* THE TASKS:
A) In the essay on teaching strategies, what quotation summarizes the first guiding principle?
B) Summarize the essay on teaching strategies in two sentences.
C) Carry on with the essay on teaching strategies, starting after its last sentence.

* PAGE EXCERPT:
“Teaching Strategies for the New Generation”

Nowadays, waking up early in the morning and going to school for five consecutive days a week is a major problem for most of the students. They find it boring to come to school just to do the same things everyday like sitting the whole day, copying a lot of lectures, listening to their teachers.…


Nowadays, waking up early in the morning and going to school for five consecutive days a week is a major problem for most of the students. They find it boring to come to school just to do the same things everyday like sitting the whole day, copying a lot of lectures, listening to their teachers. Sometimes teachers forget that the generation today is different yesterday especially to those who are veterans since they are used to the old teaching strategies. For some reasons, students now are more adventurous and exciting. They communicate when there is interaction. They listen when they are also heard because they also have a lot of opinions and knowledge to share.

Actually teachers are also learning from their students. We teachers are always looking to innovate, so, yes, it’s essential that we try new things to add to our bag of tricks. But it’s important to focus on purpose and intentionality and not on quantity. So what really matters more than “always trying something new” is the reason behind why we do what we do.

According to the Principle of Teaching by Corpuz and Salandanan (2007) there is some Guiding Principles in the Selection and Use of Teaching Strategies:

  1. Learning is an active process. No one can learn for us in the same way that nobody can eat for us, nor live for us, nor die for us. If it is my brother who solves my assignment in algebra then it is my brother not me who will master the skill of solving problems in algebra. This means that we have to actively engage the learners in learning activities if we want them to learn what we intend to teach. We have to give our students opportunities to participate in classroom activities. This quote serves as a summary of the first principle: “ What I hear, I forget. What I see, I remember. What I do, I understand.”

* DATA EXCERPTS:

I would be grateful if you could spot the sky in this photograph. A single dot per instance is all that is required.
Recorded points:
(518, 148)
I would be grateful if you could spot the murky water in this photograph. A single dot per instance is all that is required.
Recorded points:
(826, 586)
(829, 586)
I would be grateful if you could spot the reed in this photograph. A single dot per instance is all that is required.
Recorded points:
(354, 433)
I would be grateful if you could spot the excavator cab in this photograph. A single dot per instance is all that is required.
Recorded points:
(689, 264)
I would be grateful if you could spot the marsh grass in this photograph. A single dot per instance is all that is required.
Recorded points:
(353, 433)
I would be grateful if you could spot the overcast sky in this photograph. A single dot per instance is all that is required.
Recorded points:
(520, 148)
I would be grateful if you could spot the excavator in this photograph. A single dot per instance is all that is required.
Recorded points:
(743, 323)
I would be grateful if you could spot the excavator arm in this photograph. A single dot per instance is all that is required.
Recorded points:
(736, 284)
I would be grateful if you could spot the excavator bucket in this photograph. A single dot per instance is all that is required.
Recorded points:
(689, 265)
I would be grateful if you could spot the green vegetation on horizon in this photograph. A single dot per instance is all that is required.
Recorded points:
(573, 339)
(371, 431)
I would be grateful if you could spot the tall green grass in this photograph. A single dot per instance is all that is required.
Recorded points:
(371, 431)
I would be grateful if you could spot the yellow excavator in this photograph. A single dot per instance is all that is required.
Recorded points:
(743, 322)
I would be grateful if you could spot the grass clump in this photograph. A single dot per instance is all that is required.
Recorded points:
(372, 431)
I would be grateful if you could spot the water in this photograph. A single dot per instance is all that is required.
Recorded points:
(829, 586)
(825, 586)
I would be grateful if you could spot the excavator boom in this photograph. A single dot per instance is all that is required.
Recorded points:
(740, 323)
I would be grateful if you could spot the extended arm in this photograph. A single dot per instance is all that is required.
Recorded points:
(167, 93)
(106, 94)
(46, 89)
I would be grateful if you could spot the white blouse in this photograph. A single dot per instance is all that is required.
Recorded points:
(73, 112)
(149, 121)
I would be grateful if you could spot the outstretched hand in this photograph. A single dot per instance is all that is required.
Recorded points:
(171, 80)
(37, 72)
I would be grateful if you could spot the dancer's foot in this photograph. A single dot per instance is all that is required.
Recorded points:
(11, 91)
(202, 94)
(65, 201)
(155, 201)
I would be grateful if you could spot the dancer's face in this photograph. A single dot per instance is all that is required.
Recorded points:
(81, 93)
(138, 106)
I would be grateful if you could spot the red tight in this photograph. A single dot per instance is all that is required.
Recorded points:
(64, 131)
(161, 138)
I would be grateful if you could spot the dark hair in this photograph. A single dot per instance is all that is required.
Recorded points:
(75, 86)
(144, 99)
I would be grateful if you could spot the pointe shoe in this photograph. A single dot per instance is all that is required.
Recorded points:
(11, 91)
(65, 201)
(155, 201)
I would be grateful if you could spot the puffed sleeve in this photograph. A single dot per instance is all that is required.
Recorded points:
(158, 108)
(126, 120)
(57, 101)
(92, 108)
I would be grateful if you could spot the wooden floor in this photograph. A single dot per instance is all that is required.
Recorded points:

* OUTPUTS BY TASK:
A) "What I hear, I forget. What I see, I remember. What I do, I understand."

B) Many students today find school boring because they spend every day sitting, copying lectures, and listening. Teachers, who also learn from their students, should try new things with a clear purpose, and the first guiding principle from Corpuz and Salandanan is that learning is an active process that requires engaging learners in classroom activities.

C)
  2. 2. The more senses that are involved in learning, the more and the better the learning. What is seen and heard more than what are just seen and just are heard. One research findings confirm this: “Humans are intensively visual animal. The eyes contain nearly 70 percent of the body’s receptors and send millions of signals along the optic nerves to the visual processing centers of the brain… We take in more information visually than through any of the other senses” (Wolfe, 2001). This implies the use of a teaching strategies that makes use of more visual aids than mere audio aids.
  3. A non – threatening atmosphere enhances learning. A conducive classroom atmosphere is not only a function of the physical condition of the classroom but more a function of the psychological climate that prevails in the classroom
  4. Emotion has the power to increase retention and learning. We tend to remember and learn more if there is an emotion involved in every learning. In fact, the more emotionally involved our students become in our lesson the greater impact. Wolfe states that “our own experience validates that we remember for a longer time events that elicit emotion in us.”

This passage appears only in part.